> [TEXT SECTION]
═══

Scientists have now used a video game to decode how brain cells encode spatial information for particular memories which get activated immediately before recalled.
Their work shows how spatial information is incorporated into memories and why remembering an experience can quickly bring to mind other events that happened in the same place.
"These findings provide the first direct neural evidence for the idea that the human memory system tags memories with information about where and when they were formed and that the act of recall involves the reinstatement of these tags," said Michael Kahana, professor of psychology in Penn's School of Arts and Sciences.
The study was led by Kahana and professor Andreas Schulze-Bonhage of Freiberg. Jonathan F. Miller, Alec Solway, Max Merkow and Sean M. Polyn, all members of Kahana's lab, and Markus Neufang, Armin Brandt, Michael Trippel, Irina Mader and Stefan Hefft, all members of Schulze-Bonhage's lab, contributed to the study. They also collaborated with Drexel University's Joshua Jacobs.
Their study was published in the journal Science
Kahana and his colleagues have long conducted research with epilepsy patients who have electrodes implanted in their brains as part of their treatment. The electrodes directly capture electrical activity from throughout the brain while the patients participate in experiments from their hospital beds.
As with earlier spatial memory experiments conducted by Kahana's group, this study involved playing a simple video game on a bedside computer. The game in this experiment involved making deliveries to stores in a virtual city. The participants were first given a period where they were allowed to freely explore the city and learn the stores' locations. When the game began, participants were only instructed where their next stop was, without being told what they were delivering. After they reached their destination, the game would reveal the item that had been delivered, and then give the participant their next stop.
After 13 deliveries, the screen went blank and participants were asked to remember and name as many of the items they had delivered in the order they came to mind.
This allowed the researchers to correlate the neural activation associated with the formation of spatial memories (the locations of the stores) and the recall of episodic memories: (the list of items that had been delivered).

═══

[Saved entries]
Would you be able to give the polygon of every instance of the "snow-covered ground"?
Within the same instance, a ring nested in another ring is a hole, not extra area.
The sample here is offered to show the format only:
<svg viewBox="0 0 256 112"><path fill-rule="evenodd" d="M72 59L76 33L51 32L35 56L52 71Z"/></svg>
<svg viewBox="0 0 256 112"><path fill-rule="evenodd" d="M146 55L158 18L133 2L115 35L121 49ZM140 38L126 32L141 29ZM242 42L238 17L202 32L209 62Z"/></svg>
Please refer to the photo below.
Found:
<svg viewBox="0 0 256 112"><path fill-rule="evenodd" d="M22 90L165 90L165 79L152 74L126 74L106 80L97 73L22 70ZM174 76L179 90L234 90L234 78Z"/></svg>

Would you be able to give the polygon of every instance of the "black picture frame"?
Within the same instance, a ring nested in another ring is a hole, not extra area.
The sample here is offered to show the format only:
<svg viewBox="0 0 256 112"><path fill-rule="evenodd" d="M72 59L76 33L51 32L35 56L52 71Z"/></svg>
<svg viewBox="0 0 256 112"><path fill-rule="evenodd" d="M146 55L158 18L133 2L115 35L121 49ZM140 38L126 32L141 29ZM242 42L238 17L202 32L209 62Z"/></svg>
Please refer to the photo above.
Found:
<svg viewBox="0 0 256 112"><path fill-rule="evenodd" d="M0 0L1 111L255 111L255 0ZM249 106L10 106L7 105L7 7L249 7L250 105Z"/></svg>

═══

> [PROBLEM STATEMENT]
Do the following statements agree with the article on spatial memory? Answer each with yes or no and quote the deciding words from the article.
1. Participants were told what they were delivering before they reached each store.
2. The screen went blank after 13 deliveries.
3. The study was published in the journal Nature.

> [OUTPUT FOR THIS TASK]
1. No: "participants were only instructed where their next stop was, without being told what they were delivering."
2. Yes: "After 13 deliveries, the screen went blank"
3. No: "Their study was published in the journal Science"